_Written task_
Which lines in the records contain the word "hair"? Pick them out and copy each one in full.

Dataset excerpts on object pointing

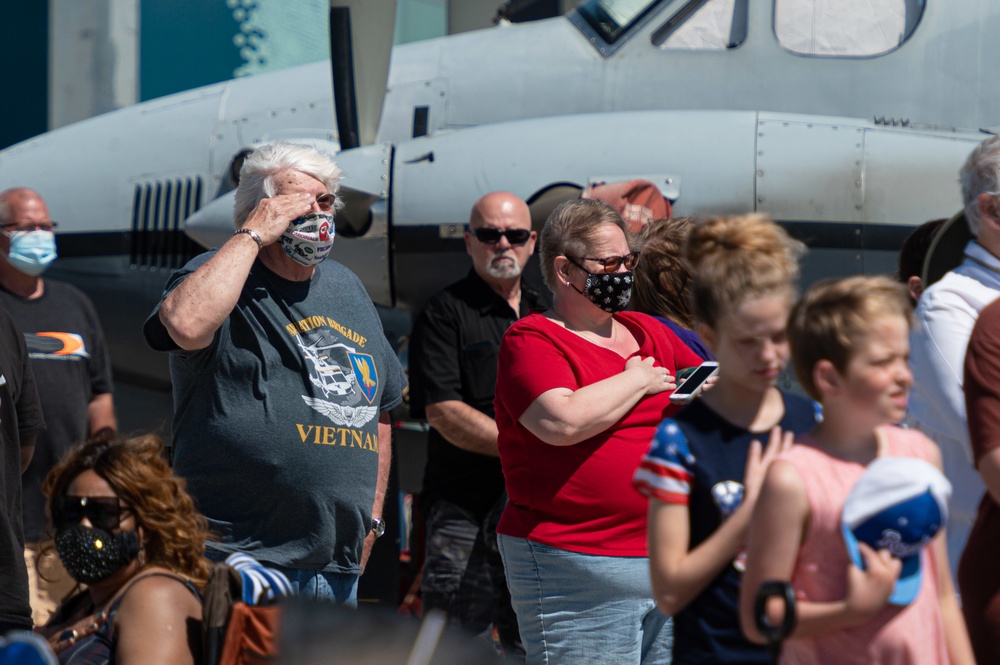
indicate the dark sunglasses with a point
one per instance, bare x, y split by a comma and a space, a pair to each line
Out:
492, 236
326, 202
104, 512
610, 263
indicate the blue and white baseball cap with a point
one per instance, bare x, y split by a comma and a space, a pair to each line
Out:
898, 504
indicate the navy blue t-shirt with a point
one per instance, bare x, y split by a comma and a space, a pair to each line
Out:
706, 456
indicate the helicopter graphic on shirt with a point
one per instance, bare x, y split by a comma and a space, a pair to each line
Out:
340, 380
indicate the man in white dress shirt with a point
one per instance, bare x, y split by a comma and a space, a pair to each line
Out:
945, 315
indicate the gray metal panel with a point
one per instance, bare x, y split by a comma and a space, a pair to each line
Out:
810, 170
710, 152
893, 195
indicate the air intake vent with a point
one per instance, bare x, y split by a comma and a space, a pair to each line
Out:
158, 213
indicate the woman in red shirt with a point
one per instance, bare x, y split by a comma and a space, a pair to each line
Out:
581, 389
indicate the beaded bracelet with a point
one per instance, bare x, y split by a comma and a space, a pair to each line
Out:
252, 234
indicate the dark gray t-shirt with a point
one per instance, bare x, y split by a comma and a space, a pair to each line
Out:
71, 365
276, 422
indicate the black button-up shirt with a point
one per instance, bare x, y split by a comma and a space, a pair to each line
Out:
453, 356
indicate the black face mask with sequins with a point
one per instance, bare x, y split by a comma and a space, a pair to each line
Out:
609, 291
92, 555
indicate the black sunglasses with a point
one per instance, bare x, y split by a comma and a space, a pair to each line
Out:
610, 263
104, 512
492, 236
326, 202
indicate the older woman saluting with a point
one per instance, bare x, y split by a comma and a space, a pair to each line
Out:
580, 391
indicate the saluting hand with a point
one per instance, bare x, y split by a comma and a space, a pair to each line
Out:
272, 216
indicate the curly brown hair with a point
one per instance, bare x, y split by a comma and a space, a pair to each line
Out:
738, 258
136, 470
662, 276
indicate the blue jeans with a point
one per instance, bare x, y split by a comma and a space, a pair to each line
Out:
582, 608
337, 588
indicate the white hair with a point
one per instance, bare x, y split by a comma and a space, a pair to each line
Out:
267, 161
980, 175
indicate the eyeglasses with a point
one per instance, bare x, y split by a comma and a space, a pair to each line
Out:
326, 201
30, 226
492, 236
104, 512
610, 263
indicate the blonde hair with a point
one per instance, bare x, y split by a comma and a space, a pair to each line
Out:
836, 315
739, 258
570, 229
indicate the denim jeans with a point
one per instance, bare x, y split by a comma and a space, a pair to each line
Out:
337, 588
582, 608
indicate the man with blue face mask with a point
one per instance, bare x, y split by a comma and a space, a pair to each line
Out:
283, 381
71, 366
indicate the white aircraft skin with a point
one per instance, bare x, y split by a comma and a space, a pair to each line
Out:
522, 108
...
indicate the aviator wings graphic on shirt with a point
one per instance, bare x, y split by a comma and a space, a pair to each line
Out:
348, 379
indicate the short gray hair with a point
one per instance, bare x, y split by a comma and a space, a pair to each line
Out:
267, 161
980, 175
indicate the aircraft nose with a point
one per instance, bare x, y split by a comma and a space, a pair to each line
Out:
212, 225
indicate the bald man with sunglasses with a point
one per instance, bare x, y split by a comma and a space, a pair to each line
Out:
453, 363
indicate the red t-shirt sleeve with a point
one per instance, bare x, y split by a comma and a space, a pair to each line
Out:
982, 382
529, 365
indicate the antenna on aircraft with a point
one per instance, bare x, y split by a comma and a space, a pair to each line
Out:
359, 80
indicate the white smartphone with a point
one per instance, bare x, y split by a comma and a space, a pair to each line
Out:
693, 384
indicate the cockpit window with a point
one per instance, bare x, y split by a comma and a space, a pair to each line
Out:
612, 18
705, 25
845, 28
--
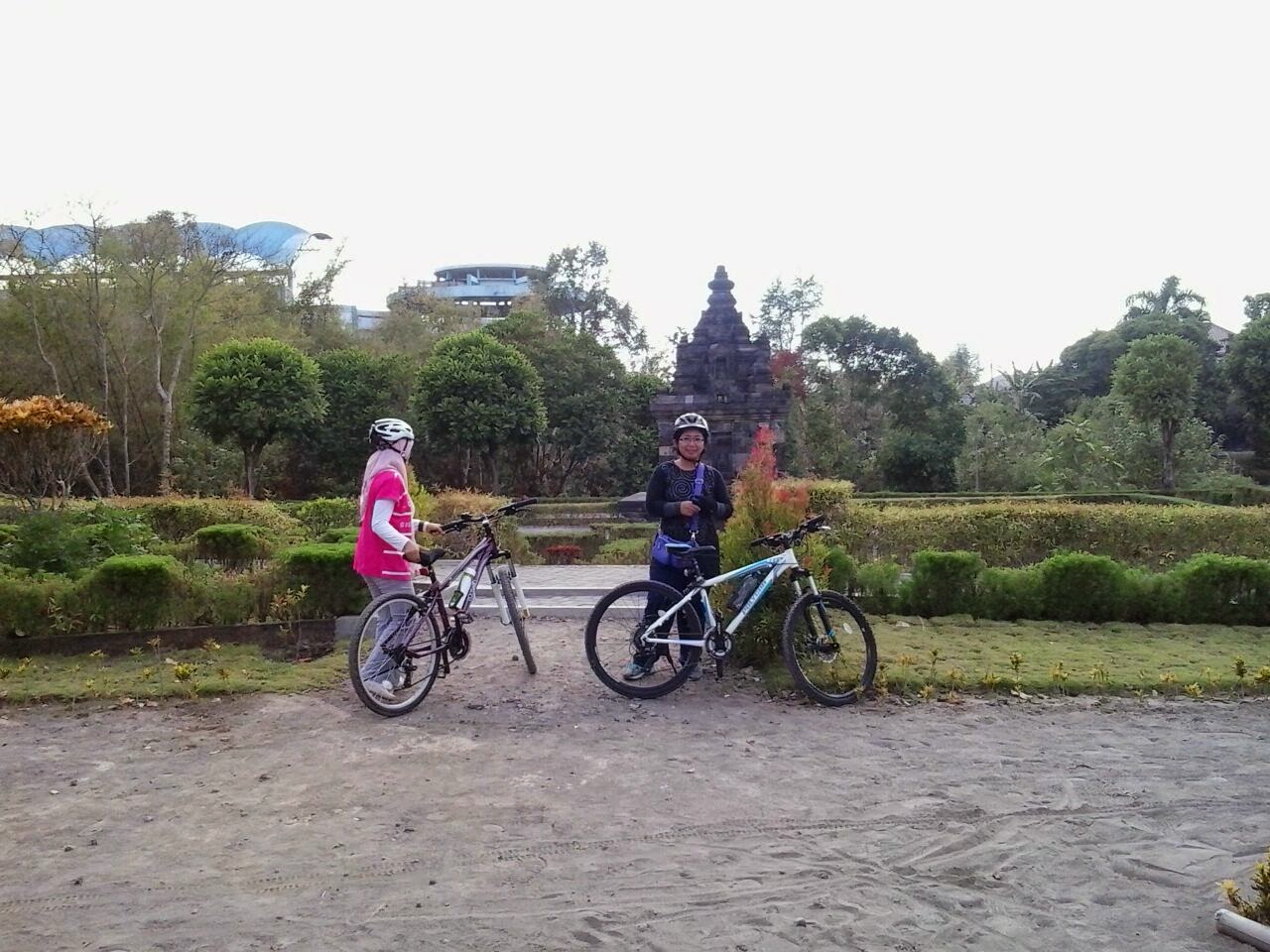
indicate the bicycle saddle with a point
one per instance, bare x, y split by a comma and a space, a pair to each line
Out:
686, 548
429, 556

_Full answer_
indicate the curly brown hair with a point
indicate the white hair with a point
indicate the blonde hair with a point
indicate the short gray hair with a point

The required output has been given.